Task goal
Reproduce the items below, from the line containing "Return one point per instance of the gray" up to and including the line containing "<point>285,449</point>".

Records from a data source
::::

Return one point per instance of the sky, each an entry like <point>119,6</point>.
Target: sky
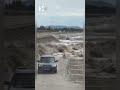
<point>60,12</point>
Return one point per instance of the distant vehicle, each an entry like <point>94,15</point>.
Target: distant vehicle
<point>23,79</point>
<point>47,63</point>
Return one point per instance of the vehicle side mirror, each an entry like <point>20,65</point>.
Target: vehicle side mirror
<point>56,60</point>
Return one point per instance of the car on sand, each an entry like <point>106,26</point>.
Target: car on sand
<point>47,63</point>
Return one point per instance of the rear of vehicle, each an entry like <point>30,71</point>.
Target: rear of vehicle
<point>47,63</point>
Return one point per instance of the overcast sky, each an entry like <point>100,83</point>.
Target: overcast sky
<point>60,12</point>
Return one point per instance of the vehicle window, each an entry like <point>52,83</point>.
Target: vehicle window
<point>47,60</point>
<point>26,80</point>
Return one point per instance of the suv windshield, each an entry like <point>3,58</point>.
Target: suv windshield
<point>47,60</point>
<point>23,80</point>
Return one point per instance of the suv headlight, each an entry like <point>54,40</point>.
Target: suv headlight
<point>54,65</point>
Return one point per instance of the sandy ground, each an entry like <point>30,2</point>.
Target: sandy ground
<point>61,80</point>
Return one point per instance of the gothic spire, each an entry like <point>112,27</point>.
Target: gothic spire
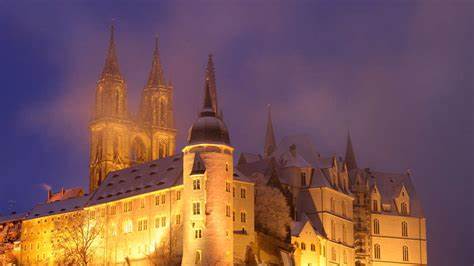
<point>111,67</point>
<point>350,159</point>
<point>270,143</point>
<point>156,73</point>
<point>210,99</point>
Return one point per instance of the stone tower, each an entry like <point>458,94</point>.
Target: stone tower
<point>155,116</point>
<point>110,121</point>
<point>118,140</point>
<point>208,178</point>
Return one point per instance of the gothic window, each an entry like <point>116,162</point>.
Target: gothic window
<point>333,230</point>
<point>138,153</point>
<point>375,205</point>
<point>376,227</point>
<point>404,229</point>
<point>163,112</point>
<point>303,179</point>
<point>377,251</point>
<point>404,208</point>
<point>116,147</point>
<point>405,253</point>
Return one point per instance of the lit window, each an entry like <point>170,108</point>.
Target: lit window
<point>163,221</point>
<point>196,184</point>
<point>157,200</point>
<point>375,206</point>
<point>376,227</point>
<point>197,233</point>
<point>178,195</point>
<point>405,253</point>
<point>143,225</point>
<point>198,257</point>
<point>127,226</point>
<point>243,193</point>
<point>404,229</point>
<point>243,217</point>
<point>377,251</point>
<point>196,208</point>
<point>113,210</point>
<point>127,206</point>
<point>404,208</point>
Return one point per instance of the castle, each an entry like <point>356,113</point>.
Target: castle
<point>149,206</point>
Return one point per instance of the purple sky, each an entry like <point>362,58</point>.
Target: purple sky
<point>399,75</point>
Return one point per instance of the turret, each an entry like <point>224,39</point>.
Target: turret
<point>207,171</point>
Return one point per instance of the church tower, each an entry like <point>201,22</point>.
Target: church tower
<point>208,178</point>
<point>110,121</point>
<point>155,117</point>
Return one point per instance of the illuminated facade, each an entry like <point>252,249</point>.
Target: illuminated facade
<point>149,206</point>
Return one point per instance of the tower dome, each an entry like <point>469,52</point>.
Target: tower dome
<point>209,127</point>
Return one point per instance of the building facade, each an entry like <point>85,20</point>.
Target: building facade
<point>149,206</point>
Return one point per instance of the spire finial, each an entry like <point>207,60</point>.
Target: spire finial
<point>210,94</point>
<point>350,158</point>
<point>111,67</point>
<point>270,143</point>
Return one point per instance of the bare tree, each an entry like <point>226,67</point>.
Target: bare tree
<point>272,213</point>
<point>77,238</point>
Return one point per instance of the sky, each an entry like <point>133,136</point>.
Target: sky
<point>398,74</point>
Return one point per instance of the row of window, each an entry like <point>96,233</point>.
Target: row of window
<point>142,224</point>
<point>128,206</point>
<point>377,228</point>
<point>243,191</point>
<point>377,252</point>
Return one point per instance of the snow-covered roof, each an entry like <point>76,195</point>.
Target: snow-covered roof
<point>389,186</point>
<point>139,179</point>
<point>12,217</point>
<point>57,207</point>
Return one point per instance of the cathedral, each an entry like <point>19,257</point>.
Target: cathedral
<point>150,204</point>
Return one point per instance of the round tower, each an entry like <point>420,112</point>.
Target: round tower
<point>207,179</point>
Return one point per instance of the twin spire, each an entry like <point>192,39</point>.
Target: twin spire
<point>111,66</point>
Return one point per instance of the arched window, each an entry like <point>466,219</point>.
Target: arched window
<point>343,233</point>
<point>404,229</point>
<point>163,112</point>
<point>333,230</point>
<point>138,153</point>
<point>377,251</point>
<point>405,253</point>
<point>376,227</point>
<point>375,205</point>
<point>343,207</point>
<point>404,208</point>
<point>333,254</point>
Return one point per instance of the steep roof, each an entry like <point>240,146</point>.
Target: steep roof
<point>139,179</point>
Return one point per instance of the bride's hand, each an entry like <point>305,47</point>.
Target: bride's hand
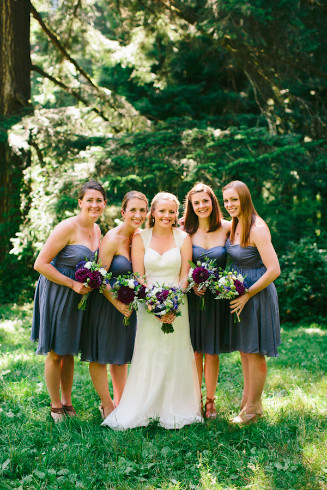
<point>199,292</point>
<point>123,309</point>
<point>169,318</point>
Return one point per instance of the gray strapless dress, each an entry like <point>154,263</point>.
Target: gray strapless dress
<point>209,328</point>
<point>57,321</point>
<point>105,339</point>
<point>259,328</point>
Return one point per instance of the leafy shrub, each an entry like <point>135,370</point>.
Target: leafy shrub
<point>301,285</point>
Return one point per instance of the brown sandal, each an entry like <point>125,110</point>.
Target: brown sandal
<point>57,414</point>
<point>210,409</point>
<point>69,410</point>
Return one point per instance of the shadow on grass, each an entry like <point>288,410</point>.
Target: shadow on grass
<point>285,449</point>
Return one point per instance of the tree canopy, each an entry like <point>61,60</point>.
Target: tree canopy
<point>158,95</point>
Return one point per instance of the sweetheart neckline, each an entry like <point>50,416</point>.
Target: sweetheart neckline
<point>172,248</point>
<point>211,248</point>
<point>80,245</point>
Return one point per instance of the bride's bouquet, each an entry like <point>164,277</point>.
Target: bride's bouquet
<point>202,274</point>
<point>229,285</point>
<point>162,300</point>
<point>93,275</point>
<point>129,291</point>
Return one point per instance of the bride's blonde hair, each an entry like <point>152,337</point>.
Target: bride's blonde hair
<point>161,196</point>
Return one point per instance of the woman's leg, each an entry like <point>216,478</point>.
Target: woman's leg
<point>255,374</point>
<point>245,368</point>
<point>211,368</point>
<point>118,377</point>
<point>257,378</point>
<point>66,379</point>
<point>52,370</point>
<point>99,376</point>
<point>199,366</point>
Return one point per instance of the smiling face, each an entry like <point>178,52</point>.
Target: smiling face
<point>232,202</point>
<point>165,213</point>
<point>202,204</point>
<point>135,212</point>
<point>92,204</point>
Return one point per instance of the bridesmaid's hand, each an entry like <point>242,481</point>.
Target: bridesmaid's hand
<point>79,288</point>
<point>123,309</point>
<point>237,305</point>
<point>169,318</point>
<point>199,292</point>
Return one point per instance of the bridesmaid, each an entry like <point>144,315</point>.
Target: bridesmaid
<point>257,334</point>
<point>105,339</point>
<point>57,321</point>
<point>203,221</point>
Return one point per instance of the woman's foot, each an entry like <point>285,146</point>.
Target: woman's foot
<point>57,414</point>
<point>210,409</point>
<point>69,410</point>
<point>105,411</point>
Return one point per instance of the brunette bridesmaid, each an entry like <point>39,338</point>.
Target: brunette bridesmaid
<point>203,221</point>
<point>105,339</point>
<point>57,321</point>
<point>258,333</point>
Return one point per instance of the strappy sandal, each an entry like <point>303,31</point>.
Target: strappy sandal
<point>69,410</point>
<point>57,414</point>
<point>245,418</point>
<point>210,409</point>
<point>101,408</point>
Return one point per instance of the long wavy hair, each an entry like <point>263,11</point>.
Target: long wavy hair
<point>191,223</point>
<point>161,196</point>
<point>134,195</point>
<point>247,215</point>
<point>92,184</point>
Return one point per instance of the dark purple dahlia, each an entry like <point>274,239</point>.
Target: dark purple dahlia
<point>200,274</point>
<point>141,292</point>
<point>82,274</point>
<point>125,295</point>
<point>81,264</point>
<point>162,295</point>
<point>240,288</point>
<point>95,280</point>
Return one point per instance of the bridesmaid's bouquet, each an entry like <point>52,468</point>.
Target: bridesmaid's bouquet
<point>162,300</point>
<point>202,274</point>
<point>92,274</point>
<point>129,291</point>
<point>229,285</point>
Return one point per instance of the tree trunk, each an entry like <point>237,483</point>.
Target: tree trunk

::::

Result of this exercise
Return one point per instance of the gray strapless dress, each an entry like <point>154,263</point>.
Target: gray strapless dress
<point>209,328</point>
<point>57,321</point>
<point>105,339</point>
<point>259,328</point>
Return one point per instance of the leafy shrub, each an entry like <point>135,370</point>.
Target: leafy shrub
<point>301,285</point>
Return one point per instance of the brown sandal, each an entry like <point>125,110</point>.
Target: brown sandal
<point>57,414</point>
<point>210,409</point>
<point>69,410</point>
Return one point per instance of the shadow on grass, each an entry like <point>288,410</point>.
Target: shadow on grass
<point>285,449</point>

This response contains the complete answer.